▶ **Extracted text**:
▬▬▬▬▬▬▬▬▬▬
6.7 DELIVERY OF CLOSING DOCUMENTS.
Selling Parties shall have delivered or caused to be delivered to Buyer on
the Closing Date each of the Documents to be delivered pursuant to SECTION 8.2.
6.8 NO ADVERSE PROCEEDINGS.
No judgment or order shall have been rendered and remain in effect, and no
action or proceeding by any governmental entity shall be pending, against Buyer,
that would make unlawful the purchase and sale of the Sale Assets as
contemplated by this Agreement.
ARTICLE VII
CONDITIONS PRECEDENT TO THE
OBLIGATION OF SELLING PARTIES TO CLOSE
The obligations of Selling Parties to close the sale of the Sale Assets
pursuant to the terms of this Agreement is subject to the satisfaction, on or
prior to the Closing Date, of each of the following conditions, unless waived by
Selling Parties in writing:
<PAGE>
7.1 ACCURACY OF REPRESENTATIONS AND WARRANTIES.
(a) The representations and warranties of Buyer contained in this Agreement
shall be true and correct in all material respects on the date hereof, and on
and as of the Closing Date with the same effect as though made on and as of the
Closing Date except for changes that are not materially adverse to Sellers.
(b) Buyer shall have delivered to Sellers on the Closing Date a certificate
that the conditions specified in SECTIONS 7.1(A), 7.2 and 6.8 are satisfied as
of the Closing Date.
7.2 PERFORMANCE OF AGREEMENT.
Buyer shall have performed in all material respects all of its covenants,
agreements and obligations required by this Agreement and each of the other
Documents to be performed or complied with by it prior to or at Closing.
7.3 FCC ORDER.
(a) The FCC Order shall have been granted.
(b) Conditions which the FCC Order or any order, ruling or decree of any
judicial or administrative body specifies and requires to be satisfied prior to
transfer of the FCC Licenses to Buyer shall have been satisfied.
7.4 HSR ACT.
The waiting period (including any extensions) under the HSR Act applicable
to the transactions contemplated by this Agreement shall have expired or been
terminated.
7.5 OPINION OF BUYER'S COUNSEL.
Sellers shall have received the written opinion of Buyer's counsel, dated
as of the Closing Date, that (i) Buyer is a corporation duly formed and in good
standing under the laws of the state in which Buyer is incorporated, (ii) the
execution, delivery and performance of the Agreement and other Documents have
been duly authorized by all requisite corporate action (including any necessary
shareholder approval) on the part of Buyer and (iii) the Agreement and each of
the other Documents have been duly and validly executed and delivered by Buyer
and constitute valid and legally binding obligations enforceable against Buyer
in accordance with their terms, subject to bankruptcy, insolvency and other law
effecting the enforcement of creditors' rights
<PAGE>
generally and general principles of equity. The opinion of Buyer's counsel may
be subject to customary qualifications and limitations.
7.6 NO ADVERSE PROCEEDINGS.
▬▬▬▬▬▬▬▬▬▬
▶ **Set problem a**:
Give the rows below as a JSON list of strings, one string per line with blank lines omitted, starting at the first line of the rows and ending after the line that contains "top-left (595, 197), bottom-right (866, 409)".

▶ **Stored records**:
▬▬▬▬▬▬▬▬▬▬
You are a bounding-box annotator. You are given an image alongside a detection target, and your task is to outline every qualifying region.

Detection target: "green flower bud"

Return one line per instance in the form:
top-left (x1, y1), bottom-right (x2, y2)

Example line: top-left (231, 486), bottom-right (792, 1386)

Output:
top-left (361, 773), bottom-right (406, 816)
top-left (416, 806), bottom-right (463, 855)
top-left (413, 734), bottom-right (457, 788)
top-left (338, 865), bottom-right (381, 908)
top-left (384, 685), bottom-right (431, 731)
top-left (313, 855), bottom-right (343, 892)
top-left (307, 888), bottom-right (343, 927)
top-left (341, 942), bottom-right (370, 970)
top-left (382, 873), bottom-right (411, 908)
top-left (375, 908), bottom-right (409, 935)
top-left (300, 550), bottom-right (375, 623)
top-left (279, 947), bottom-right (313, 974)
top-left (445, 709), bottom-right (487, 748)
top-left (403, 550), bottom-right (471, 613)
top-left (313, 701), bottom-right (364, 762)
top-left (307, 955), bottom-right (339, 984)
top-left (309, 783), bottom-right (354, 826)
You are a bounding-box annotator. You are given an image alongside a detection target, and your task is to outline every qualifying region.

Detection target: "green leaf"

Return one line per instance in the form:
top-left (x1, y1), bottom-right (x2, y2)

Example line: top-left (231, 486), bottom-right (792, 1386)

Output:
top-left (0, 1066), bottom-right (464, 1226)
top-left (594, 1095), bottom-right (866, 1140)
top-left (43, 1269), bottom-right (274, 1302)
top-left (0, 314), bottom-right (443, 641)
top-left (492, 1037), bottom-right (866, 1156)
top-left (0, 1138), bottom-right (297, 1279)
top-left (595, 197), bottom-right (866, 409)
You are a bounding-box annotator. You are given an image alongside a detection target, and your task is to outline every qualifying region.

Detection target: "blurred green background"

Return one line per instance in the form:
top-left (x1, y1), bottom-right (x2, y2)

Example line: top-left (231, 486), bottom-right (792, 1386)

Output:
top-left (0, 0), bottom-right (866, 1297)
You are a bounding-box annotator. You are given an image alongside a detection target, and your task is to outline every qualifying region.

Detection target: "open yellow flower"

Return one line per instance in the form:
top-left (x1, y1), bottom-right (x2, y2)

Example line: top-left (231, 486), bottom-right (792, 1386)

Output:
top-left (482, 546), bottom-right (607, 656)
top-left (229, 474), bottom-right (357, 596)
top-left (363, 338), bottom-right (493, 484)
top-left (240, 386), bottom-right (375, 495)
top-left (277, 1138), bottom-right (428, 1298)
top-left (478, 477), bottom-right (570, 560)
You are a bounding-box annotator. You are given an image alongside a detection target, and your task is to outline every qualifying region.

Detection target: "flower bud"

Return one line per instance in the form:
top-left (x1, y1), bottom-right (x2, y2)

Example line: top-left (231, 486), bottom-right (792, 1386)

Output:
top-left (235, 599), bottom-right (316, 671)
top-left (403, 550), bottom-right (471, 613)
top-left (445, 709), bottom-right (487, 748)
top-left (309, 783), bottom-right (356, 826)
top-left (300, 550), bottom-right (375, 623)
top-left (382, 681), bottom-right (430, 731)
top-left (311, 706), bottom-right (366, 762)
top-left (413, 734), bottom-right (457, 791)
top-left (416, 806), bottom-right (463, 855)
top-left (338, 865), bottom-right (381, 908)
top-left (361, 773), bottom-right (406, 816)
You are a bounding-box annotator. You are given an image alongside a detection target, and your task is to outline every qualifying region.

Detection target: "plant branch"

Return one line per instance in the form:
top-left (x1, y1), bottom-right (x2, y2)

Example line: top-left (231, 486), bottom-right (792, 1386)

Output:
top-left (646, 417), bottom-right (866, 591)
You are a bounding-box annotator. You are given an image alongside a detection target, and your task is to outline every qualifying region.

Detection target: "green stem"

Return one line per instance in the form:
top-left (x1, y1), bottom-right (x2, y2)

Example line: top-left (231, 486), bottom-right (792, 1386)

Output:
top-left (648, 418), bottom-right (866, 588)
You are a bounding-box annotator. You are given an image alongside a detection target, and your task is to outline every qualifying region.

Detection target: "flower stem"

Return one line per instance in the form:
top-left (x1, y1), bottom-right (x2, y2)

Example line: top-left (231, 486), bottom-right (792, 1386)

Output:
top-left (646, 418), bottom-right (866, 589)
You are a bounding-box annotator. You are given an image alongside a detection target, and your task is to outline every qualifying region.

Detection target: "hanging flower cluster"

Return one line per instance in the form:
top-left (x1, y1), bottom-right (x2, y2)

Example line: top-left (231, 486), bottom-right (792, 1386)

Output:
▬▬▬▬▬▬▬▬▬▬
▶ **Set problem b**:
Retype the contract excerpt above, starting at the words "Selling Parties shall" and ending after "6.8 NO ADVERSE PROCEEDINGS.".

▶ **Task response a**:
[
  "You are a bounding-box annotator. You are given an image alongside a detection target, and your task is to outline every qualifying region.",
  "Detection target: \"green flower bud\"",
  "Return one line per instance in the form:",
  "top-left (x1, y1), bottom-right (x2, y2)",
  "Example line: top-left (231, 486), bottom-right (792, 1386)",
  "Output:",
  "top-left (361, 773), bottom-right (406, 816)",
  "top-left (416, 806), bottom-right (463, 855)",
  "top-left (413, 734), bottom-right (457, 788)",
  "top-left (338, 865), bottom-right (381, 908)",
  "top-left (384, 685), bottom-right (431, 731)",
  "top-left (313, 855), bottom-right (343, 892)",
  "top-left (307, 888), bottom-right (343, 927)",
  "top-left (341, 942), bottom-right (370, 970)",
  "top-left (382, 873), bottom-right (411, 908)",
  "top-left (375, 908), bottom-right (409, 935)",
  "top-left (300, 550), bottom-right (375, 623)",
  "top-left (279, 947), bottom-right (313, 974)",
  "top-left (445, 709), bottom-right (487, 748)",
  "top-left (403, 550), bottom-right (471, 613)",
  "top-left (313, 701), bottom-right (364, 762)",
  "top-left (307, 955), bottom-right (339, 984)",
  "top-left (309, 783), bottom-right (354, 826)",
  "You are a bounding-box annotator. You are given an image alongside a detection target, and your task is to outline every qualifying region.",
  "Detection target: \"green leaf\"",
  "Return one line per instance in the form:",
  "top-left (x1, y1), bottom-right (x2, y2)",
  "Example line: top-left (231, 486), bottom-right (792, 1386)",
  "Output:",
  "top-left (0, 1066), bottom-right (464, 1226)",
  "top-left (594, 1095), bottom-right (866, 1140)",
  "top-left (43, 1269), bottom-right (274, 1302)",
  "top-left (0, 314), bottom-right (443, 641)",
  "top-left (492, 1037), bottom-right (866, 1156)",
  "top-left (0, 1138), bottom-right (297, 1279)",
  "top-left (595, 197), bottom-right (866, 409)"
]

▶ **Task response b**:
Selling Parties shall have delivered or caused to be delivered to Buyer on
the Closing Date each of the Documents to be delivered pursuant to SECTION 8.2.
6.8 NO ADVERSE PROCEEDINGS.